• _Task to complete_
Copy out the entire article on the Kentucky health advisory for Myrtle Beach travelers, word for word.

• _Excerpted passage_
■ ■ ■ ■ ■

Ky. health officials issue advisory for Myrtle Beach travelers
The state Department for Public Health issued an advisory on Thursday for Kentucky residents who have traveled to Myrtle Beach, South Carolina, over the past two weeks, due to an outbreak of the coronavirus.
This follows a rise in the number of COVID-19 cases that began after Myrtle Beach hotels reopened May 15. Access to state attractions opened May 22, which was followed by a corresponding increase in positive COVID-19 cases.
Preston County, West Virginia, issued a health alert June 17 related to a cluster of COVID-19 cases noted in residents who recently had traveled to Myrtle Beach. A second cluster of cases in West Virginia was identified the following day.
In Kentucky, a similar situation arose when a group traveled to Myrtle Beach June 11, returning June 14. At least nine members of the party tested positive for the coronavirus. Another cluster may be linked to a trip to Myrtle Beach the first week of June. An additional COVID-19-positive Kentucky resident was exposed during travel in mid-June to Myrtle Beach.
Kentucky Public Health Commissioner Dr. Steven Stack warned, “If you or someone to whom you are close has been to Myrtle Beach in the past two weeks, please be aware that you have a good probability of having been exposed to the novel coronavirus.”

■ ■ ■ ■ ■

• _Listed entries_
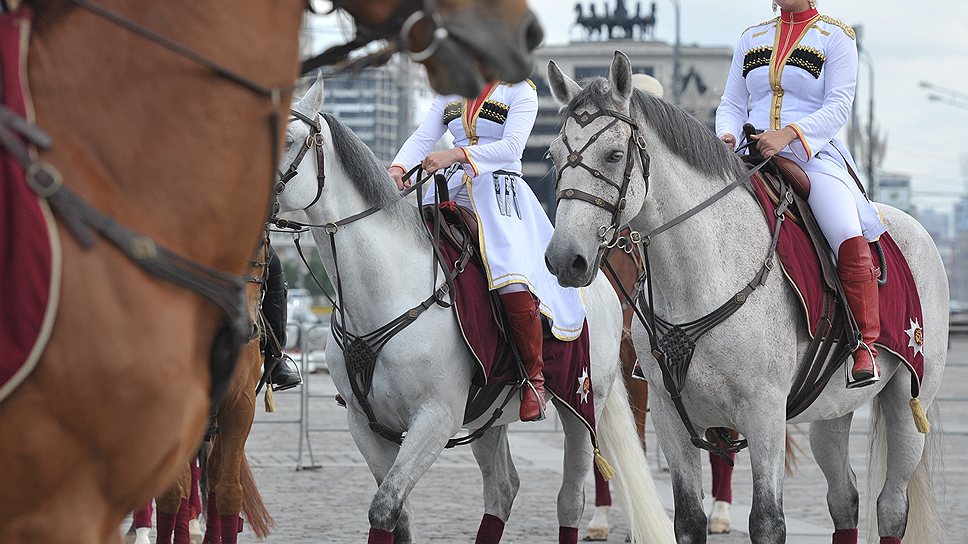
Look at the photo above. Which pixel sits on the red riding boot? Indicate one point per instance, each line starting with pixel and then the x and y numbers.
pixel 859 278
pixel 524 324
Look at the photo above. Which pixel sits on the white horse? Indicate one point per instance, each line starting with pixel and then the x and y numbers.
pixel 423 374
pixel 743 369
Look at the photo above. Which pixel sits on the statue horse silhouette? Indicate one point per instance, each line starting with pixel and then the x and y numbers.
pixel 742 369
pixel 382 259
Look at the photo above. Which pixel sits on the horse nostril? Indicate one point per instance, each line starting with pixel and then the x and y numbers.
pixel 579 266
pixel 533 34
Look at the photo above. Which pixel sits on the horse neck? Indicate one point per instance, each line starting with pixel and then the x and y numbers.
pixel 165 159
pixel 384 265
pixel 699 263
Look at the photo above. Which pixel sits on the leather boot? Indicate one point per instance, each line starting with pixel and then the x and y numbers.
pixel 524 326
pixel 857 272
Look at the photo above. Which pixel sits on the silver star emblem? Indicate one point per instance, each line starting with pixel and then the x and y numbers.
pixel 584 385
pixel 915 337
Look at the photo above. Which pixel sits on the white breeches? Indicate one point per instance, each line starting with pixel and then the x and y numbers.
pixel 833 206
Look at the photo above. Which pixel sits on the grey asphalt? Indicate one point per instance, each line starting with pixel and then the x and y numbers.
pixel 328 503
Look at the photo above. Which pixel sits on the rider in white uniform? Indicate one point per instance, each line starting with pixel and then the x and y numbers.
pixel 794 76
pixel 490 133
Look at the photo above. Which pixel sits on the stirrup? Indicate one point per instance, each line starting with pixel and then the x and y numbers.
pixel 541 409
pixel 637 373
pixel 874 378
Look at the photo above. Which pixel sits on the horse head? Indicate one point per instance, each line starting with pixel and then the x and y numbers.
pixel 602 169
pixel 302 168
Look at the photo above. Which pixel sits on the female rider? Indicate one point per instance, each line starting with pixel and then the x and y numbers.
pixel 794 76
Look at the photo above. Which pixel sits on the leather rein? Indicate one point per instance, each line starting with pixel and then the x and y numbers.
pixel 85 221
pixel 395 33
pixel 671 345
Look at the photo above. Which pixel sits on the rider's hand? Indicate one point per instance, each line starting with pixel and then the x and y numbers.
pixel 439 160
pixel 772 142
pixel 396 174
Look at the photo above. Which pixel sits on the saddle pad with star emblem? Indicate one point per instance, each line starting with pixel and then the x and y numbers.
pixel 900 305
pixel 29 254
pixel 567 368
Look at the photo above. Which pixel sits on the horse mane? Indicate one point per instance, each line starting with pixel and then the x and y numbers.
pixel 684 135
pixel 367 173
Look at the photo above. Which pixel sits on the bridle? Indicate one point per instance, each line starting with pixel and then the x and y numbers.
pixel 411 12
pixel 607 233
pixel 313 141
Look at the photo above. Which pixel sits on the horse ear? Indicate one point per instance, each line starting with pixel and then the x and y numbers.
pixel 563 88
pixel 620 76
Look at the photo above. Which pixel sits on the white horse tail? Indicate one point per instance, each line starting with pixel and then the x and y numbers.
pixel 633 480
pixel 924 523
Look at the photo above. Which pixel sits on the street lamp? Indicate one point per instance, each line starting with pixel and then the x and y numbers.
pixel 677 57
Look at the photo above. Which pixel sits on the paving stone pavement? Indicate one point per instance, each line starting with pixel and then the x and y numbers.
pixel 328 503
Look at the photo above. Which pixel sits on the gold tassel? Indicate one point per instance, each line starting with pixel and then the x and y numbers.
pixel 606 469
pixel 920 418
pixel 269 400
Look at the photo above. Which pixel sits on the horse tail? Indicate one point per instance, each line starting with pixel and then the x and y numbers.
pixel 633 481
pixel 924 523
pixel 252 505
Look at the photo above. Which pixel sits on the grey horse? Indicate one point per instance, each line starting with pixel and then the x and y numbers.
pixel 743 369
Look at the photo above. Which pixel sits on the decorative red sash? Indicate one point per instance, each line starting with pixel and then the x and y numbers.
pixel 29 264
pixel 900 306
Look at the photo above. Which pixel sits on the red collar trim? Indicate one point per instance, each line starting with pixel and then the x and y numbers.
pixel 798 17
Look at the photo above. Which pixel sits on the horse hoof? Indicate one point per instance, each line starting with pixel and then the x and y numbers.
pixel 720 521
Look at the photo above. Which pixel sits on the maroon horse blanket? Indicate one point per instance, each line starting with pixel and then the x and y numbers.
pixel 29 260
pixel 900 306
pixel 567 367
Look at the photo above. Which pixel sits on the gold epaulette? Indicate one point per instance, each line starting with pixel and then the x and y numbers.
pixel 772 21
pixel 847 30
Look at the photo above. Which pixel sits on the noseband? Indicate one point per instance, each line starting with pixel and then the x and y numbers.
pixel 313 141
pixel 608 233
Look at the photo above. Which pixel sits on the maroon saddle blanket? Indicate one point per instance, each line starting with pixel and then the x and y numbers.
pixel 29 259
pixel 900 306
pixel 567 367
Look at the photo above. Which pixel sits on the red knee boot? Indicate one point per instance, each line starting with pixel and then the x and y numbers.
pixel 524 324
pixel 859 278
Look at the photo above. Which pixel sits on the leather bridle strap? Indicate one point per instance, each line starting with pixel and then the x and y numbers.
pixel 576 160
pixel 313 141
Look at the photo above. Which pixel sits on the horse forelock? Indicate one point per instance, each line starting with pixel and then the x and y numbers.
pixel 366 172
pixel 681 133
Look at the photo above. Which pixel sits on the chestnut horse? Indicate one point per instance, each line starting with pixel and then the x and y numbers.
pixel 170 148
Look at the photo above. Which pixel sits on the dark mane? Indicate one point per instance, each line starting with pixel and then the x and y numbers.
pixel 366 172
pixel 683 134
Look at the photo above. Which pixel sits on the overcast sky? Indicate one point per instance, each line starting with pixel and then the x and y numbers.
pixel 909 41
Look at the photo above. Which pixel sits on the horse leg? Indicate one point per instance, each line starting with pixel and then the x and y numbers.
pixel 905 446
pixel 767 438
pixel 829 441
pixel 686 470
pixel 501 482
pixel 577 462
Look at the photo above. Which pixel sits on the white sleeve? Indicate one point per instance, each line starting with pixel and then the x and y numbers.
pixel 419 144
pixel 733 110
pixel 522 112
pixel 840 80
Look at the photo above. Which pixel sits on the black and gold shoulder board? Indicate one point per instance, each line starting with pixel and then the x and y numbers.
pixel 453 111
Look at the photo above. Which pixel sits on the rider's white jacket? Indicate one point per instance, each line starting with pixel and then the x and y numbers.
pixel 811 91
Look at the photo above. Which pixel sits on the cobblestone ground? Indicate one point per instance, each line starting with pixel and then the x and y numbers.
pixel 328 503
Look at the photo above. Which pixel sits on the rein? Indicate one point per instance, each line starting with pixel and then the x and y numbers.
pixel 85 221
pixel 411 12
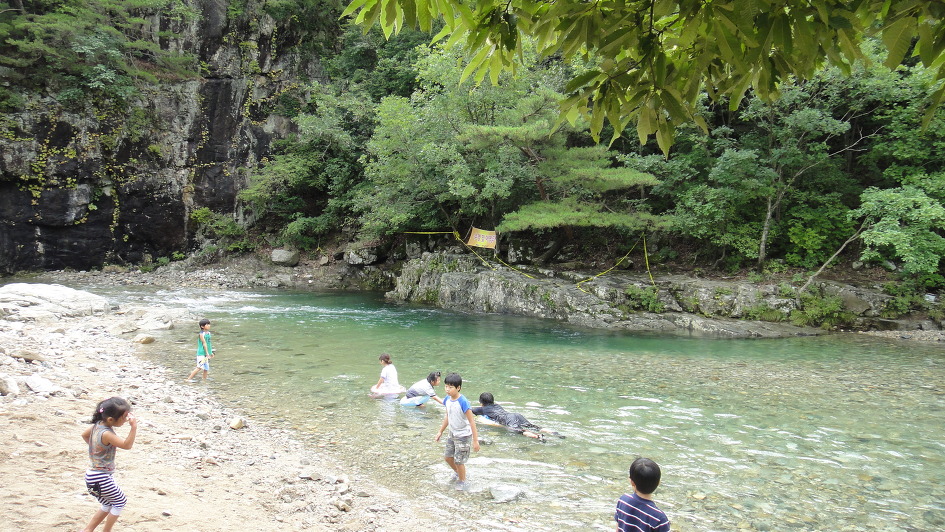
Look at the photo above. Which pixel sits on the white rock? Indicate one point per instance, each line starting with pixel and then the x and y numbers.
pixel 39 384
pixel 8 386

■ ■ ■ ■ ■

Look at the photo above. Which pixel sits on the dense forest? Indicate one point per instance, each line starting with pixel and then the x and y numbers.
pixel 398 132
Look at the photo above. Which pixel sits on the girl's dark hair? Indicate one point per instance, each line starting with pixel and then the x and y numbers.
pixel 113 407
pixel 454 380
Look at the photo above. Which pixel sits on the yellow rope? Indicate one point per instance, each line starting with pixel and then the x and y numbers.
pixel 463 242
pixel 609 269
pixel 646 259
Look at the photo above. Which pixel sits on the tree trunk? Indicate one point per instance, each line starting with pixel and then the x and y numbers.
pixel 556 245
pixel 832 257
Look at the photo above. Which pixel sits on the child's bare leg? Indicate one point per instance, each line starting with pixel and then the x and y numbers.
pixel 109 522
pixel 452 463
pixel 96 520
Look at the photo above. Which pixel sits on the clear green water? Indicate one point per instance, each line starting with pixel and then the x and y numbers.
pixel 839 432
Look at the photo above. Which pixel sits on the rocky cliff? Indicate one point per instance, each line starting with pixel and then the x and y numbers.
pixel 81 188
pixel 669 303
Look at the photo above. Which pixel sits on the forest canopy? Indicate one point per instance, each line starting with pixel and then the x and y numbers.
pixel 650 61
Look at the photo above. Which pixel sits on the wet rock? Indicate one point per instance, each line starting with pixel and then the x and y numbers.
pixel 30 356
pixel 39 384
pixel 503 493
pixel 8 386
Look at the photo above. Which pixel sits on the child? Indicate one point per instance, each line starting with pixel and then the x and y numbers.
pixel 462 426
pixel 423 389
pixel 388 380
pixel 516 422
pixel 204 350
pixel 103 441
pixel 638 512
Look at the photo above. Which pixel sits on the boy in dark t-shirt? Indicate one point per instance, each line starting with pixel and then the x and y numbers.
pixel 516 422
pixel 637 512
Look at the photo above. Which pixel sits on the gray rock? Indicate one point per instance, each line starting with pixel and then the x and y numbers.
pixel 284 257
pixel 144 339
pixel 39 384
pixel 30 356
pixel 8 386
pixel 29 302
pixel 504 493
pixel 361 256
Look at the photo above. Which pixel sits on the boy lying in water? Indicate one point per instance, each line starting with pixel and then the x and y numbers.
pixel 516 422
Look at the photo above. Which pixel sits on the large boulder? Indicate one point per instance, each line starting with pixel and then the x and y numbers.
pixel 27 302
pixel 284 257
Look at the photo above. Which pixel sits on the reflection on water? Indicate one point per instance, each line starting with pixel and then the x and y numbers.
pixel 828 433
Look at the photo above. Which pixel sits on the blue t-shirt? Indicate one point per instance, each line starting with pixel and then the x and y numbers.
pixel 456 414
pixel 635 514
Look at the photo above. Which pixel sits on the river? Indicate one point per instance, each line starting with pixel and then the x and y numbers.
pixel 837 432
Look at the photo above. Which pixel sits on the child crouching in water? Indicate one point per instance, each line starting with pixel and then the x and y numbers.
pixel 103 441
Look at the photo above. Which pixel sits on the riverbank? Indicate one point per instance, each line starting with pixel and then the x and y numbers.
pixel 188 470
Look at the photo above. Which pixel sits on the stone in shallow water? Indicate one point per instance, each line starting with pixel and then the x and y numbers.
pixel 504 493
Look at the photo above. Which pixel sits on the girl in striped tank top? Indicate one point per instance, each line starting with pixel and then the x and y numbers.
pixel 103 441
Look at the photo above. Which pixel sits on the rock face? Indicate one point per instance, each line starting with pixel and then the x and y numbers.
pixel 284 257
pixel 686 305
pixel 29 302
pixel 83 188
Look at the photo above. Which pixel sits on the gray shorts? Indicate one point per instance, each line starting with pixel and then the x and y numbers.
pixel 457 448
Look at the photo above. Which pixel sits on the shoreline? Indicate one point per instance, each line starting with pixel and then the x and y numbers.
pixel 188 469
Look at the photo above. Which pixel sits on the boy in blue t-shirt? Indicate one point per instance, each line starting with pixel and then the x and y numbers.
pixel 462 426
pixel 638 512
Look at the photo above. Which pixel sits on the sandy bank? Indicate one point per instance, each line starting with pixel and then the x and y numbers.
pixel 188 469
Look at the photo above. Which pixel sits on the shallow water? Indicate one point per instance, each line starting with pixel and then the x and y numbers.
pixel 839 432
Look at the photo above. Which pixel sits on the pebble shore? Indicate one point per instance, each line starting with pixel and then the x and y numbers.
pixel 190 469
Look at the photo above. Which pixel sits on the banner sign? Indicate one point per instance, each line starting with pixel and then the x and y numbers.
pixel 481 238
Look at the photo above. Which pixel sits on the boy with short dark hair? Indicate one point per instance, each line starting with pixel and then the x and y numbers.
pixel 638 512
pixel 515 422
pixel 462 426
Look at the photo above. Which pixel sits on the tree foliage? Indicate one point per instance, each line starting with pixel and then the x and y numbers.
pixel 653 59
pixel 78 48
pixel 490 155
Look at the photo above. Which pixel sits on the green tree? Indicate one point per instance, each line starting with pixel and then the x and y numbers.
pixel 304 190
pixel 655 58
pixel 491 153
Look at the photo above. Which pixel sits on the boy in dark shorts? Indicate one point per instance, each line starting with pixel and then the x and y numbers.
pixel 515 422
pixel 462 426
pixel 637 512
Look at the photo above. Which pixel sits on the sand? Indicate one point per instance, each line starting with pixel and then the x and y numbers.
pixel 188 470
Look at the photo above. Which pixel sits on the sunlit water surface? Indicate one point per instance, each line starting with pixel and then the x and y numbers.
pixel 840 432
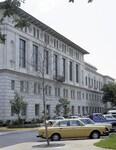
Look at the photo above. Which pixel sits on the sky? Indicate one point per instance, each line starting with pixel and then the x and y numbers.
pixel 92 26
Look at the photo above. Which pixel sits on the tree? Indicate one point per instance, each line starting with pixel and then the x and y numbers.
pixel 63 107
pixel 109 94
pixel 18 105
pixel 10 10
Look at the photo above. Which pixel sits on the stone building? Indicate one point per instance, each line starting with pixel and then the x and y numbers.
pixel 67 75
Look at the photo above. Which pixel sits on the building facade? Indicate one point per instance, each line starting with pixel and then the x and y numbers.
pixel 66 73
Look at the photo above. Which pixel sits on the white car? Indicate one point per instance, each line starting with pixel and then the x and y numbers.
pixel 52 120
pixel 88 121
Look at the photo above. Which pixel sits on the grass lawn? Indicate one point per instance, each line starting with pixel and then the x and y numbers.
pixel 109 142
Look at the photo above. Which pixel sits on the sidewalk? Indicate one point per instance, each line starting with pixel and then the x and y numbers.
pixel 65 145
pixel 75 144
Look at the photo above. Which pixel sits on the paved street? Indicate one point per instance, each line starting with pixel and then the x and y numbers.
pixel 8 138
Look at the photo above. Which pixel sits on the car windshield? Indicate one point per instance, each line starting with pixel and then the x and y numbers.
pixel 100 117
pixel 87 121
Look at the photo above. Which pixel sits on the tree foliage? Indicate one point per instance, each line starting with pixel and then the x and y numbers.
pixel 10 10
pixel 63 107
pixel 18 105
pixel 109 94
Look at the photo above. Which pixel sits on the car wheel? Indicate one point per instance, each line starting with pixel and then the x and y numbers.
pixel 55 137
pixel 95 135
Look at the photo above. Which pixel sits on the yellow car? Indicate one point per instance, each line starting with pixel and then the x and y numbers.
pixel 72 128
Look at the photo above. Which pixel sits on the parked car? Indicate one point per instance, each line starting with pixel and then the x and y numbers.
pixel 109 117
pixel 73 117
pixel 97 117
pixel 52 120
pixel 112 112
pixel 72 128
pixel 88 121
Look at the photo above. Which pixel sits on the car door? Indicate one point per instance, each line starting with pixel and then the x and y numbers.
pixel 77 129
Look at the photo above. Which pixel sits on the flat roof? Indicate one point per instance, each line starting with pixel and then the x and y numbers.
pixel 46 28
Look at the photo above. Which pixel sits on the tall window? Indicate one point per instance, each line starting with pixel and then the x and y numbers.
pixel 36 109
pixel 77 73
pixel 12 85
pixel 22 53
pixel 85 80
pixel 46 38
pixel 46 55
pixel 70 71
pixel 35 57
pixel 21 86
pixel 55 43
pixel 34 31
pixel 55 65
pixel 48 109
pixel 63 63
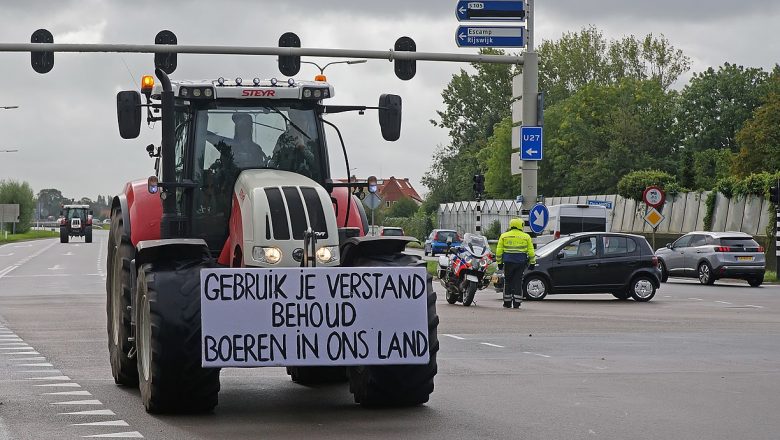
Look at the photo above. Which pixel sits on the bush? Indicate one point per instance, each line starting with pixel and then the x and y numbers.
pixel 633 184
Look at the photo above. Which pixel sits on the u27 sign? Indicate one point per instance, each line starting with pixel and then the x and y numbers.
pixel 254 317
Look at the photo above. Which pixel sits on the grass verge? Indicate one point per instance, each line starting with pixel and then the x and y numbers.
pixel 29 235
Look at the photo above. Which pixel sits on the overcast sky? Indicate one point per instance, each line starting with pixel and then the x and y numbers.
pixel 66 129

■ ■ ■ ■ ■

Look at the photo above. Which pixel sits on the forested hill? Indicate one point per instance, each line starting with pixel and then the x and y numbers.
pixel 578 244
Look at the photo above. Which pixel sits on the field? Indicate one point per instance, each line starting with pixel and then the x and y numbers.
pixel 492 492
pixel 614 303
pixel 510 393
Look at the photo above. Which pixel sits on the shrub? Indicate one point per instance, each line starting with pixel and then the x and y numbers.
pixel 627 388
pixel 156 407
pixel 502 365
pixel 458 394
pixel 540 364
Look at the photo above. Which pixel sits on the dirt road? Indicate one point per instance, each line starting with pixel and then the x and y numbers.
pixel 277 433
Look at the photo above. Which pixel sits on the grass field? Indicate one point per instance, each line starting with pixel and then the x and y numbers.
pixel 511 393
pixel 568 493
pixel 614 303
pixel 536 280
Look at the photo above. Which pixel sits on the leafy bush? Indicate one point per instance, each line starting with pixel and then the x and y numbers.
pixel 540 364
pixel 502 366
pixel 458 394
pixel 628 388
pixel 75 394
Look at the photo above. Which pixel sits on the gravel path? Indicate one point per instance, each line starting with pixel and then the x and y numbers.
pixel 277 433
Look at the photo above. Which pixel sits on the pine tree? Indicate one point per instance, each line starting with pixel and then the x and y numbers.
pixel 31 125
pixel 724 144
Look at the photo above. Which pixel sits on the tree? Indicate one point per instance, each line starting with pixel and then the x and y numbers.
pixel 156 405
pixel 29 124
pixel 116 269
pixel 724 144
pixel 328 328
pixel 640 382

■ ■ ■ ■ ■

• _Result below_
Ky. health officials issue advisory for Myrtle Beach travelers
The state Department for Public Health issued an advisory on Thursday for Kentucky residents who have traveled to Myrtle Beach, South Carolina, over the past two weeks, due to an outbreak of the coronavirus.
This follows a rise in the number of COVID-19 cases that began after Myrtle Beach hotels reopened May 15. Access to state attractions opened May 22, which was followed by a corresponding increase in positive COVID-19 cases.
Preston County, West Virginia, issued a health alert June 17 related to a cluster of COVID-19 cases noted in residents who recently had traveled to Myrtle Beach. A second cluster of cases in West Virginia was identified the following day.
In Kentucky, a similar situation arose when a group traveled to Myrtle Beach June 11, returning June 14. At least nine members of the party tested positive for the coronavirus. Another cluster may be linked to a trip to Myrtle Beach the first week of June. An additional COVID-19-positive Kentucky resident was exposed during travel in mid-June to Myrtle Beach.
Kentucky Public Health Commissioner Dr. Steven Stack warned, “If you or someone to whom you are close has been to Myrtle Beach in the past two weeks, please be aware that you have a good probability of having been exposed to the novel coronavirus.”